**PROBLEM DETAILS:**
Exactly as written, print each record in the listing.

____

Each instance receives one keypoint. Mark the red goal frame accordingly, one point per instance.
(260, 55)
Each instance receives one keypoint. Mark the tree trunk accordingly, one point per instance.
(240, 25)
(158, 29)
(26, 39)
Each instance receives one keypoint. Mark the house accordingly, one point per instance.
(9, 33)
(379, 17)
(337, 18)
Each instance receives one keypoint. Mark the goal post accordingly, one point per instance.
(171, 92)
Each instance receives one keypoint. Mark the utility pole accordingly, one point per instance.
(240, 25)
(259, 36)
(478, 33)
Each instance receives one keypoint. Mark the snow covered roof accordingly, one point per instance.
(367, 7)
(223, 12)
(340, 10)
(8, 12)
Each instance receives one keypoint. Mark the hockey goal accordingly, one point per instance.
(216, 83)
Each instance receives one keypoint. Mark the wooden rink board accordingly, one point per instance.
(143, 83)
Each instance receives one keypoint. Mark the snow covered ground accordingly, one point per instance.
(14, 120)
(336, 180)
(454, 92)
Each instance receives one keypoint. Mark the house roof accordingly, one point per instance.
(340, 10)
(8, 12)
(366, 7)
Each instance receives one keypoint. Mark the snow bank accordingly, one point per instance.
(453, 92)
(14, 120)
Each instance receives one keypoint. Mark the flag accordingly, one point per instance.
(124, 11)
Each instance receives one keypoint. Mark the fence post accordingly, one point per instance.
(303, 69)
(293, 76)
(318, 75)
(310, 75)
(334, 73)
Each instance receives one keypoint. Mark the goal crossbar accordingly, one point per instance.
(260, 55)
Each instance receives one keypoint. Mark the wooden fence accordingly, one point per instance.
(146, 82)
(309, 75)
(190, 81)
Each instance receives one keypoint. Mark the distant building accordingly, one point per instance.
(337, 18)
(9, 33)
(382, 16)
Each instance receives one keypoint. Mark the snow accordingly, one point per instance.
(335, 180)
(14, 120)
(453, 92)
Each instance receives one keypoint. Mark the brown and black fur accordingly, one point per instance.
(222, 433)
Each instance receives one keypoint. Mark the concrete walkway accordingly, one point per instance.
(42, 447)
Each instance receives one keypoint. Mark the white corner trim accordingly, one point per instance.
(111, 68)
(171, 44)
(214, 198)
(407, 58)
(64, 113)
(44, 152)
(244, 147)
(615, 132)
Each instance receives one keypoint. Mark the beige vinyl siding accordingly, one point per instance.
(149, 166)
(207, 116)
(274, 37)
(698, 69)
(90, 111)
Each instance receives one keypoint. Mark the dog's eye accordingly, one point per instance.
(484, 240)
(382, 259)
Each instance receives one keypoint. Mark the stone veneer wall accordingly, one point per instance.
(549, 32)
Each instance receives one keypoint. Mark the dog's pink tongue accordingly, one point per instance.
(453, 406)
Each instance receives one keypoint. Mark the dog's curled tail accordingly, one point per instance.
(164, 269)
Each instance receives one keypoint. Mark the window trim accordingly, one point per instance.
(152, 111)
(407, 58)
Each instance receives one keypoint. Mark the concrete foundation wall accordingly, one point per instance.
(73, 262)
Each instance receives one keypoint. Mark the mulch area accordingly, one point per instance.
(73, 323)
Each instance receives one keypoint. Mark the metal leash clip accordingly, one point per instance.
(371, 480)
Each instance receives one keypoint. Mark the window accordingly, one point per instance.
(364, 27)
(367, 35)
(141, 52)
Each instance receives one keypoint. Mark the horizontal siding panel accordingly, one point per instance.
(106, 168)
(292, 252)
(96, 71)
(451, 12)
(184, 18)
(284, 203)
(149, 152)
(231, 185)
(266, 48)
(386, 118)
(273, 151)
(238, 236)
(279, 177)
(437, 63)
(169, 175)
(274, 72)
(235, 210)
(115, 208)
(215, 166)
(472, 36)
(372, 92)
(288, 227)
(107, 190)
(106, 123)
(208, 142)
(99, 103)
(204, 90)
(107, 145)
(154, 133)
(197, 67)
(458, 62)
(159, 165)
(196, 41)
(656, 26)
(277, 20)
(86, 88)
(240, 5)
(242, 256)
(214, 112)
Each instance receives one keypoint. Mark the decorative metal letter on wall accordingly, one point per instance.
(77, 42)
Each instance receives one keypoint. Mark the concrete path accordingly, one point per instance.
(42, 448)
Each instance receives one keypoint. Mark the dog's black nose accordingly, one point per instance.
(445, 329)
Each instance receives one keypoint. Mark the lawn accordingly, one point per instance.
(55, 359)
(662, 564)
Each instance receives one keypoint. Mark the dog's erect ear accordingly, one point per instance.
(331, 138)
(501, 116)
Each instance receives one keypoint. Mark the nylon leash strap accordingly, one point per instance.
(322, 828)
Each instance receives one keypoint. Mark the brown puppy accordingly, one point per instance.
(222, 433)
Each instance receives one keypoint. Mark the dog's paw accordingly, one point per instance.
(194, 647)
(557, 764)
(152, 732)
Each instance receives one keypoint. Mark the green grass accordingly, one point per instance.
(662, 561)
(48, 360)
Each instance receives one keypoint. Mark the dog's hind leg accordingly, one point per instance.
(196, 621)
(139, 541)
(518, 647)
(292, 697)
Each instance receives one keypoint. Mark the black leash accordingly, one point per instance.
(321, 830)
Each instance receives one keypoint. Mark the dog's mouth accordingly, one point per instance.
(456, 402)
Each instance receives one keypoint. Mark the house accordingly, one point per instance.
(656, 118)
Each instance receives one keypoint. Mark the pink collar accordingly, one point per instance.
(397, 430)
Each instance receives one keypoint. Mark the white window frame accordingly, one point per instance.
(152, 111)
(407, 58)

____

**RESULT BELOW:**
Each instance receives one keypoint. Mark the red goal frame accordingly, one point per instance.
(260, 55)
Each instance receives one keypoint. Mark the tree trunk accordingly, one point per instance.
(240, 25)
(158, 29)
(26, 39)
Each instance receives one keypoint. Mark the house accordingly, one point per instance.
(9, 33)
(379, 17)
(337, 18)
Each instance receives one keypoint. Mark the goal post accordingly, one point per instance.
(171, 92)
Each instance receives one keypoint. Mark the utility pole accordingly, one point per instance.
(240, 25)
(259, 36)
(478, 33)
Each instance receives one keypoint. Mark the snow covered roof accordingly, one point per instance.
(367, 7)
(223, 12)
(340, 10)
(8, 12)
Each instance receives one keypoint. Mark the hockey goal accordingly, one point per instance.
(216, 83)
Each instance receives one keypoint. Mark the wooden rink board accordingly, one point per instance.
(143, 83)
Each instance receives one keypoint. Mark the snow covered ground accordingly, one point per instance.
(14, 120)
(336, 180)
(454, 92)
Each instance receives one keypoint. Mark the house roof accordingly, one point per instance.
(340, 10)
(8, 12)
(366, 7)
Each instance receives one keypoint. Mark the snow bank accordingly, one point per instance.
(453, 92)
(14, 120)
Each instance receives one keypoint. Mark the flag accordingly, one point per instance.
(124, 11)
Each instance receives one keypoint. Mark the fence post accordingly, one point per instance.
(303, 69)
(293, 76)
(318, 75)
(310, 75)
(334, 73)
Each instance receives one keypoint. Mark the goal crossbar accordingly, one point per instance.
(260, 55)
Each instance receives one keypoint. Mark the wooden fence accordingly, one point per instance.
(146, 82)
(309, 75)
(190, 81)
Each instance receives one keypoint. Mark the distant building accordingly, one point per instance.
(337, 18)
(9, 33)
(382, 16)
Each instance receives one keypoint. Mark the snow accordingly, one point per instance.
(335, 180)
(14, 120)
(453, 92)
Each instance receives one keypoint. Mark the brown and black fur accordingly, one point per instance.
(222, 433)
Each instance receives one keypoint. Mark the concrete walkway accordingly, one point per instance.
(42, 447)
Each instance receives one keypoint. Mark the white corner trim accordingly, one point per instance.
(111, 68)
(171, 44)
(214, 198)
(407, 58)
(64, 113)
(44, 152)
(244, 147)
(615, 132)
Each instance receives one keypoint. Mark the beige vinyl siding accordingly, one point per instance.
(149, 166)
(207, 116)
(274, 37)
(698, 69)
(90, 111)
Each instance receives one keypoint. Mark the dog's eye accordingly, one point per instance.
(484, 240)
(382, 259)
Each instance receives one keypoint. Mark the stone veneer wall accordingly, one point per instance.
(549, 32)
Each instance receives one keypoint. Mark the dog's pink tongue accordingly, one point per instance.
(453, 406)
Each instance receives one keypoint. Mark the dog's curled tail accordingly, one point per instance.
(164, 269)
Each instance receives one keypoint. Mark the window trim accordingly, one point per instance.
(152, 111)
(407, 58)
Each instance receives one keypoint. Mark the concrete foundation wall accordingly, one point per instance.
(73, 262)
Each instance receives one keypoint. Mark the mulch area accordingly, one point per instance.
(73, 323)
Each instance receives one keypoint. Mark the metal leash clip accordingly, one point per instance.
(371, 480)
Each instance receives one keypoint. Mark the window accordingly, one point per instance.
(364, 27)
(367, 35)
(141, 52)
Each instance receives one keypoint. Mark the horizontal siding panel accordingly, one point per instance.
(106, 168)
(292, 252)
(96, 71)
(451, 12)
(184, 18)
(284, 203)
(149, 152)
(231, 185)
(266, 48)
(386, 118)
(273, 151)
(238, 236)
(279, 177)
(437, 63)
(169, 175)
(274, 72)
(235, 210)
(115, 208)
(215, 166)
(472, 36)
(372, 92)
(288, 227)
(107, 190)
(106, 123)
(208, 142)
(99, 103)
(204, 90)
(107, 145)
(154, 133)
(197, 67)
(458, 62)
(159, 165)
(196, 41)
(656, 26)
(277, 20)
(86, 88)
(240, 5)
(242, 256)
(214, 112)
Each instance receives one keypoint. Mark the decorative metal letter on wall accordingly, one point per instance.
(77, 42)
Each instance receives one keypoint. Mark the concrete path accordingly, one point per instance.
(42, 448)
Each instance receives one keypoint. Mark the dog's black nose accordingly, one point per instance.
(445, 329)
Each instance receives one keypoint. Mark the lawn accordingly, one point per instance.
(55, 359)
(662, 564)
Each instance receives one keypoint. Mark the dog's erect ear accordingly, one point per instance.
(331, 138)
(501, 116)
Each instance receives one keypoint. Mark the nylon leash strap accordingly, one point per instance.
(322, 828)
Each instance receives one keypoint. Mark the brown puppy accordingly, one point per instance.
(222, 433)
Each instance receives one keypoint. Mark the dog's paw accordingly, one point per instance.
(194, 647)
(557, 764)
(152, 732)
Each instance receives one keypoint. Mark the green grass accordingly, one point per instance.
(662, 561)
(48, 360)
Each instance receives one keypoint. Mark the dog's hind leg accordingly, one point per instance.
(196, 621)
(139, 541)
(518, 647)
(292, 697)
Each instance receives one keypoint. Mark the black leash accordingly, one point per instance.
(321, 830)
Each instance receives one keypoint. Mark the dog's mouth accordingly, one point per instance.
(456, 402)
Each instance receives one keypoint. Mark the house accordingly, one point per instance.
(656, 118)
Each instance receives one keypoint. Mark the pink collar accordingly, one point per instance.
(397, 430)
Each instance receives one keypoint. Mark the white window frame accordingly, one point per instance.
(152, 111)
(407, 58)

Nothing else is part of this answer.